WHAT NEEDS TO BE DONE: Please output the data exactly, without omitting anything.

________________________

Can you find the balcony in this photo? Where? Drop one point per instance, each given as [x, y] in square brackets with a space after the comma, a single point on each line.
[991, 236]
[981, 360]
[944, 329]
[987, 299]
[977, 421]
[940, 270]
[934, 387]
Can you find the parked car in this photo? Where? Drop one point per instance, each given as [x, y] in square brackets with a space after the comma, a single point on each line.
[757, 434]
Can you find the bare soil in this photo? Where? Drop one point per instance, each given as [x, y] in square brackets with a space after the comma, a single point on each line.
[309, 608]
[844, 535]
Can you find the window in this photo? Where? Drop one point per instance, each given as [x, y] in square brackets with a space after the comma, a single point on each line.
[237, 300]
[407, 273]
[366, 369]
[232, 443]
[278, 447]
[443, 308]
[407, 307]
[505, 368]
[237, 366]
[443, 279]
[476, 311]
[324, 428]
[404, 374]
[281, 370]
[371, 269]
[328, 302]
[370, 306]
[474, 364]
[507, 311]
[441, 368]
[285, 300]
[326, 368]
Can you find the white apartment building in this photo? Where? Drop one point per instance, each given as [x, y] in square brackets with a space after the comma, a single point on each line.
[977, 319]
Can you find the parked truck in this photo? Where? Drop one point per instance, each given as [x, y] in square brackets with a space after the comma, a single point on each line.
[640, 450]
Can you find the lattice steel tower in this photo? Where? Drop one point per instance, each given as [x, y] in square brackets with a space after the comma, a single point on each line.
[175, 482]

________________________

SOLUTION:
Can you find the balcony in this photo? Where? Drop one point per instance, each given as [x, y] in square brackets with a space after the comma, a single point on each line.
[991, 236]
[981, 360]
[944, 329]
[987, 299]
[977, 421]
[940, 270]
[934, 387]
Can you find the parked car in this photo? Where? Drop one point per instance, each given as [x, y] in square brackets with a space after the comma, a single point on each line.
[757, 434]
Can you find the bare soil in this photo? Where? Drop one point per instance, each given as [x, y] in square brackets with a space after the comma, a single point on each line.
[309, 608]
[844, 535]
Can you find the window in this photo? Where? Drop one point per instance, each given as [x, y] in square brackets with a space after the comma, a single point on each line.
[237, 300]
[407, 273]
[366, 369]
[232, 443]
[278, 447]
[443, 308]
[407, 307]
[505, 368]
[237, 366]
[443, 279]
[476, 311]
[324, 428]
[404, 374]
[281, 370]
[371, 269]
[328, 302]
[370, 306]
[474, 364]
[507, 311]
[441, 368]
[285, 300]
[326, 368]
Can you find the white apartment building in this photo? Where? Drop one point per instance, each given as [x, y] in square brackets with a space after the comma, a single point on each line.
[977, 319]
Can you find the parked truck in this photo? Where? Drop one point per instance, each given as [x, y] in square brackets with a space after the comma, a single point on each line.
[640, 450]
Can you find the lattice steel tower in this photo? Where? Drop one point per instance, each given as [x, y] in square brackets with a space after the comma, a single point on each line.
[175, 482]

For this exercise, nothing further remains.